Reading text
◇ ◇ ◇
My Ubuntu Bag of Tricks

    These are commands that I commonly find myself using when trying to manage mining rigs. Perhaps you will find them useful as well!
    • Different ways to transfer files and directories between hosts using scp. scp stands for secure copy. It copies the files over the ssh protocol.

      Send a file from your local host to a remote host:

      scp file.txt username@remotehost:/some/remote/directory

      Send a file from a remote host to your local host:

      $ scp username@remotehost:file.txt /some/local/directory

      Copy files between two remote hosts:

      $ scp username@remotehostx:/some/remote/directory/file.txt username@remotehosty:/some/remote/directory/

      Copy a local directory to a remote host:

      $ scp -r local_folder username@remotehost:/some/remote/directory/destination/
    • Get the sha256 hash of a file on a mac. Sometimes when you download software they will show a big long list of characters. This is a unique signature for the file, and after you download the file you can see if you can check to see if you get the same signature locally. This comes in handy when you download critical software (in my case a crypto coin wallet for Vertcoin).
      $ openssl sha -sha256 filename_of_interest
    • Log a website’s performance over time using a Mac’s terminal and some fancy commands.
◇ ◇ ◇
Instruction
Write out the Ubuntu command notes above word for word, from "These are commands" up to and including "the ssh protocol.".

Data entries:
◇ ◇ ◇
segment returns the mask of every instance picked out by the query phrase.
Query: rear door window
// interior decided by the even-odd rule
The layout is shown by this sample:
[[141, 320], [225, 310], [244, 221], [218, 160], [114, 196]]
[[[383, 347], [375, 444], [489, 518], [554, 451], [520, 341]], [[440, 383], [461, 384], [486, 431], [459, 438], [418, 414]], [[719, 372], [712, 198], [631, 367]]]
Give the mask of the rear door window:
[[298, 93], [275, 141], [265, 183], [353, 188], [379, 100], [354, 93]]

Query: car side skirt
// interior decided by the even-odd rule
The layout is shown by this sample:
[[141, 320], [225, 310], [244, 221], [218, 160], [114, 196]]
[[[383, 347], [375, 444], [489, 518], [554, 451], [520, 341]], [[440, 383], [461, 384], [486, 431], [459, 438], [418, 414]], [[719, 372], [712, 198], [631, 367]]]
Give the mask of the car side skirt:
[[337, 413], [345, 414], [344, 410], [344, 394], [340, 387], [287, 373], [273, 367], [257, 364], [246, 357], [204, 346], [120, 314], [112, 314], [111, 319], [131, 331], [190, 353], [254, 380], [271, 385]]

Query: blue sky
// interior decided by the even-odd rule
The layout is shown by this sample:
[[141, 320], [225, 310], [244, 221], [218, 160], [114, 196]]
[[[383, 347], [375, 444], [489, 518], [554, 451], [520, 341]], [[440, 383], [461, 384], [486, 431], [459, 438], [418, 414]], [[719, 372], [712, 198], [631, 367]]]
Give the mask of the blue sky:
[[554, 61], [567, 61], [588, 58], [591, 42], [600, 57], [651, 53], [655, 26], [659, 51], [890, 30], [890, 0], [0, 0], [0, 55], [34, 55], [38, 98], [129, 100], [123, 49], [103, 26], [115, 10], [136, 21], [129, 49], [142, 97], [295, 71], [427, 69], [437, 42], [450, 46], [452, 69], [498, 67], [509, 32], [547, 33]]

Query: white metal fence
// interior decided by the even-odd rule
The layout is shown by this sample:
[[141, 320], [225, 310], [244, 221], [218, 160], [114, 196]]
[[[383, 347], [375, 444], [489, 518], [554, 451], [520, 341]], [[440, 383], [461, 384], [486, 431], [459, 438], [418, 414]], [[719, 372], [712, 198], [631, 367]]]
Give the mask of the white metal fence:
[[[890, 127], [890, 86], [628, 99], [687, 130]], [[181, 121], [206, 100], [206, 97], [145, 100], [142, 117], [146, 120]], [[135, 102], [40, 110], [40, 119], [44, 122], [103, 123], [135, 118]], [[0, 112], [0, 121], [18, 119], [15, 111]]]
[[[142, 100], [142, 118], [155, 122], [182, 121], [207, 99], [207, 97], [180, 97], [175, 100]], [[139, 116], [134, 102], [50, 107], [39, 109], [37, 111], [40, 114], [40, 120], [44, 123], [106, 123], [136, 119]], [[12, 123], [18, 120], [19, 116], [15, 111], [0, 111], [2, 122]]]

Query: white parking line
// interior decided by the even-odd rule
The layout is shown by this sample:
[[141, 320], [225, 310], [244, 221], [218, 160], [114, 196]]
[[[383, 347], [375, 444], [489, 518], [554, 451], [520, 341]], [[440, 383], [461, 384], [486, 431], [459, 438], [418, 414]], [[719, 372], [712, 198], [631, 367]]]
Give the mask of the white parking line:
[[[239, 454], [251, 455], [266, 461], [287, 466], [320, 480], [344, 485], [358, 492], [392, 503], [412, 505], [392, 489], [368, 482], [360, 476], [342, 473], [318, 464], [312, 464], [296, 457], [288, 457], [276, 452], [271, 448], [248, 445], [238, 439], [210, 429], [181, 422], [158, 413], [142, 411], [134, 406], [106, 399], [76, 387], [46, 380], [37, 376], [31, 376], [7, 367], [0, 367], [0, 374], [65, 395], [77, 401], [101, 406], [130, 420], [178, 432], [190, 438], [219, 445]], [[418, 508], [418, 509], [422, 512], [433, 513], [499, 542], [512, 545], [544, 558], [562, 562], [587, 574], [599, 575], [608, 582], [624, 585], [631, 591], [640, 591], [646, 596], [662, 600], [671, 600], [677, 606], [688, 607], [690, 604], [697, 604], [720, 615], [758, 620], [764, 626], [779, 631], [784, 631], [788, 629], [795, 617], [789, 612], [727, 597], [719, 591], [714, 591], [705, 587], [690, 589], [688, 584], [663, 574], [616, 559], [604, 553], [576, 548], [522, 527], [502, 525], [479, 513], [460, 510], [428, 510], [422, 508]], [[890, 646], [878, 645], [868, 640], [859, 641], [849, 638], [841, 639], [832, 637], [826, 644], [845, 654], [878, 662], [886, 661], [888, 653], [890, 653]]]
◇ ◇ ◇
Correct output
These are commands that I commonly find myself using when trying to manage mining rigs. Perhaps you will find them useful as well!
    • Different ways to transfer files and directories between hosts using scp. scp stands for secure copy. It copies the files over the ssh protocol.